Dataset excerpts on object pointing
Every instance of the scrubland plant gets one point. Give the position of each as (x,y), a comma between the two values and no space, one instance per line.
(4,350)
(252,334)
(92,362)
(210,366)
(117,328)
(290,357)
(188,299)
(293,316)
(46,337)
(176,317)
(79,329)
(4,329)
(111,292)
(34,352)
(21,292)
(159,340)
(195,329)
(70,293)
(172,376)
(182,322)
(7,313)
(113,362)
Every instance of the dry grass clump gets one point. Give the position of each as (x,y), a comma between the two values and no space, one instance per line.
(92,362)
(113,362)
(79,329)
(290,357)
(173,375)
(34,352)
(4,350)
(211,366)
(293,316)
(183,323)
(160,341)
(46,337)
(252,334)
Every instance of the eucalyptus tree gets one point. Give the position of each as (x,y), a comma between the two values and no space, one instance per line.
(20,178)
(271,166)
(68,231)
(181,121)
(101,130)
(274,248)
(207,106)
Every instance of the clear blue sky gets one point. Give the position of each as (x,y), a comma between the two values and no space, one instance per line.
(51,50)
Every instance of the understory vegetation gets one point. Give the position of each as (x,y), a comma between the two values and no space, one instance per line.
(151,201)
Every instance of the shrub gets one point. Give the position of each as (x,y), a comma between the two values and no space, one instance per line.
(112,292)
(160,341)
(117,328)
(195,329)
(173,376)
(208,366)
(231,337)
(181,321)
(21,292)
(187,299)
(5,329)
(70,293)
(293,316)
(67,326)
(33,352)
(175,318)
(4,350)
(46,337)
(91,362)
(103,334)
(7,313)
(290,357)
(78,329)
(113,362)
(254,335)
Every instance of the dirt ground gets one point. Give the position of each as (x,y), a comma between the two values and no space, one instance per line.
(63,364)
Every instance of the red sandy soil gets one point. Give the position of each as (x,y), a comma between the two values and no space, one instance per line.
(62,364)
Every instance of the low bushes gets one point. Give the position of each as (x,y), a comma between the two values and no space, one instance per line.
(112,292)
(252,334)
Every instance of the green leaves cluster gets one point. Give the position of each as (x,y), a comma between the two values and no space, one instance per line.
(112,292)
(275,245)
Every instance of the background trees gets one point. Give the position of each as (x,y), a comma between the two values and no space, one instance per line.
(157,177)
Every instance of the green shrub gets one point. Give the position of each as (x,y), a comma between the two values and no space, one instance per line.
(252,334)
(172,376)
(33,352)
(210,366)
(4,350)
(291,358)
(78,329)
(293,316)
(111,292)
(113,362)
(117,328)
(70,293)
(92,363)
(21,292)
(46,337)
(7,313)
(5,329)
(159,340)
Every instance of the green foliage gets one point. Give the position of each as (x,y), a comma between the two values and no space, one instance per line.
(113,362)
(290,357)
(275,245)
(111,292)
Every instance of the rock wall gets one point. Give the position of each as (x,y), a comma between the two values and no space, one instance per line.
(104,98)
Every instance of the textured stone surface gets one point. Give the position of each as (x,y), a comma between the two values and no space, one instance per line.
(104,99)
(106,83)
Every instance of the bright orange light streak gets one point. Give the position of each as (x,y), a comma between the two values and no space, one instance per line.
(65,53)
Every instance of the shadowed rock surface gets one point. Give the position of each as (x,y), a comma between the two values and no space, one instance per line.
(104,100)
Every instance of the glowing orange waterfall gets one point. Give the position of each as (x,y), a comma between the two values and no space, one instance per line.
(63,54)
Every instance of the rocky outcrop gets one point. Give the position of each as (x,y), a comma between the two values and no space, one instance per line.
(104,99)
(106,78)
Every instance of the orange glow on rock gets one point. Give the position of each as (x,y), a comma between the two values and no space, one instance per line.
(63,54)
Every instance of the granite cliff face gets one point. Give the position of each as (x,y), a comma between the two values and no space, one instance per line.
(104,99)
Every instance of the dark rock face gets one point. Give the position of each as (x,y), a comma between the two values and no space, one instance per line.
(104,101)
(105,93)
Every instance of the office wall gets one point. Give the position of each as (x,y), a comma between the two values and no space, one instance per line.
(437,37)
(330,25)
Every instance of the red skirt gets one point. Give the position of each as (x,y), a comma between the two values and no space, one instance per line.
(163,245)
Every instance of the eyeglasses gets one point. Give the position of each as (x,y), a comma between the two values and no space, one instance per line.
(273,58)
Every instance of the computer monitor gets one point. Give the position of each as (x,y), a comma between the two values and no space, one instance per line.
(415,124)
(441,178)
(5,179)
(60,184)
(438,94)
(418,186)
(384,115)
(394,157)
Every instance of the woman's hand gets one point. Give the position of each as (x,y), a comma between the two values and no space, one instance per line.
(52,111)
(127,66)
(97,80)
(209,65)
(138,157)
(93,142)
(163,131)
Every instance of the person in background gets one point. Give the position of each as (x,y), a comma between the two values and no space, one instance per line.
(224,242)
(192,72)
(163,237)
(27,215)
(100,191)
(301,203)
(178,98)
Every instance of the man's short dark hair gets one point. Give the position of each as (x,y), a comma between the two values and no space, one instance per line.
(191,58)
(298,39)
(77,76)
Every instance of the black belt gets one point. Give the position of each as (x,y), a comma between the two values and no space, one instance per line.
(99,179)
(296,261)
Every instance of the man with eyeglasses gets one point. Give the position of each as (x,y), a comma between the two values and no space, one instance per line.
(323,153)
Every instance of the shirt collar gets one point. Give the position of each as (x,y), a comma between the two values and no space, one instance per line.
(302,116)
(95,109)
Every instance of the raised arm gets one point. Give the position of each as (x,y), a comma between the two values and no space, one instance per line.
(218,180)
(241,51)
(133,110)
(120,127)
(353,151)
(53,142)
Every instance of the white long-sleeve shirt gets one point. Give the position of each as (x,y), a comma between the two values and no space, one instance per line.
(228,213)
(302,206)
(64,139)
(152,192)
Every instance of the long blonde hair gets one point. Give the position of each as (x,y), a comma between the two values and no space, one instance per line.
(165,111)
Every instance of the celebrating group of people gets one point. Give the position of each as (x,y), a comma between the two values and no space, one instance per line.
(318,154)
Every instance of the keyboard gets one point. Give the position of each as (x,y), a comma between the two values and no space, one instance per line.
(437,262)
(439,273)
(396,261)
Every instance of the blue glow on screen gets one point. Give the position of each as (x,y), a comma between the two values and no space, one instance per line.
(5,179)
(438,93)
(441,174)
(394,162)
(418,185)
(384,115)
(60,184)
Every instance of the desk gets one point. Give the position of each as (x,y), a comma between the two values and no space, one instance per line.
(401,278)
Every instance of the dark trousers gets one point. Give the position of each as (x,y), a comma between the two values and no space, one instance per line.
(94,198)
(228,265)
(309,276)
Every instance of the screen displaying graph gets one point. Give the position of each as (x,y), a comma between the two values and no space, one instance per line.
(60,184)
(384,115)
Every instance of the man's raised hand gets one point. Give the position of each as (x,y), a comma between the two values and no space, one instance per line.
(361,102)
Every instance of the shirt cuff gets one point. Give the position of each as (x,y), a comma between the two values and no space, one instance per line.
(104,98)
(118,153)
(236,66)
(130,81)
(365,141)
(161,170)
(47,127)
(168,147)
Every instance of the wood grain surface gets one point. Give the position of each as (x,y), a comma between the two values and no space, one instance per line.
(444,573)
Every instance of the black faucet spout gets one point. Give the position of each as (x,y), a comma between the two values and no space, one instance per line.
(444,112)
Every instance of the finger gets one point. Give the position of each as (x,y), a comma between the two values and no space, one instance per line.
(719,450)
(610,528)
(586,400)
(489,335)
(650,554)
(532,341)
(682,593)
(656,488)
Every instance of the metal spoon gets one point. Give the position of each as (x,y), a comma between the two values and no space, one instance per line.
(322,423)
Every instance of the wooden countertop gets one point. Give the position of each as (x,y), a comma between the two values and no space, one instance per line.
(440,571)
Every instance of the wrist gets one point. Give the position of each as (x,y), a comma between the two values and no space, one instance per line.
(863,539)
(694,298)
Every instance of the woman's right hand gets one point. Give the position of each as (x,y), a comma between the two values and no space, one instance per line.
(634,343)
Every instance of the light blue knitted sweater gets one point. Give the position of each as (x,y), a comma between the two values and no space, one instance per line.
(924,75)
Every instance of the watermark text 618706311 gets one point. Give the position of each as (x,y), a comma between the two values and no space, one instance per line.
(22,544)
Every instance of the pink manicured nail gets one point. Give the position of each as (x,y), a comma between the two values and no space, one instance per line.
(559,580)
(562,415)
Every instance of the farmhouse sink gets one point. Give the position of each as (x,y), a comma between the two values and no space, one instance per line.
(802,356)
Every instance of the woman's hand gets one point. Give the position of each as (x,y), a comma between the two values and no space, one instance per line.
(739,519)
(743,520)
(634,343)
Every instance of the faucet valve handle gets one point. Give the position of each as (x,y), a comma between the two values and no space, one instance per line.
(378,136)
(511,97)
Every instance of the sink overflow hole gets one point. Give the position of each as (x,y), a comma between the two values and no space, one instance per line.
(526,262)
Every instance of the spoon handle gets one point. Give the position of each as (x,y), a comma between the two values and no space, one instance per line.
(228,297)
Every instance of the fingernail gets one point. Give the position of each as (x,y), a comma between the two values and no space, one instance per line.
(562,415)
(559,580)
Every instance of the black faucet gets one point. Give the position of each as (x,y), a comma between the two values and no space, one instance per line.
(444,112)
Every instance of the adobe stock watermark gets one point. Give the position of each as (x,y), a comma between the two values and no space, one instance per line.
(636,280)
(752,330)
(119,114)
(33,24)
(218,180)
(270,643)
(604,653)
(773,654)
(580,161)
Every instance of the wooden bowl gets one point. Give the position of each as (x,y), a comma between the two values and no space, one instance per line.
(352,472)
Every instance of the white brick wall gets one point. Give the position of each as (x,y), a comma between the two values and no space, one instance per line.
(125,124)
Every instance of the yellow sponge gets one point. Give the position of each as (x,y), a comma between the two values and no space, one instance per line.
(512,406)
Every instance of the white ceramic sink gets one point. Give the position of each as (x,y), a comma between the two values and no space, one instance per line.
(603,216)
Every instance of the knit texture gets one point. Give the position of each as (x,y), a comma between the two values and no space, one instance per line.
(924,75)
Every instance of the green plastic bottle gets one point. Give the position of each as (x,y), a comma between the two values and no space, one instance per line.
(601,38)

- _TO BE DONE_:
Lay out the stretch from the line that contains "Every instance of the green plastic" through the end of the rows as a two-column CSV with the headers input and output. Give each row one CSV line, placing its text and its answer each in a single quoted field and replacing any line breaks with spaces.

- _TASK SOLUTION_:
input,output
"Every instance of the green plastic bottle gets one point. Give the position of each as (x,y), a comma between the two values and no space, one instance per line.","(601,38)"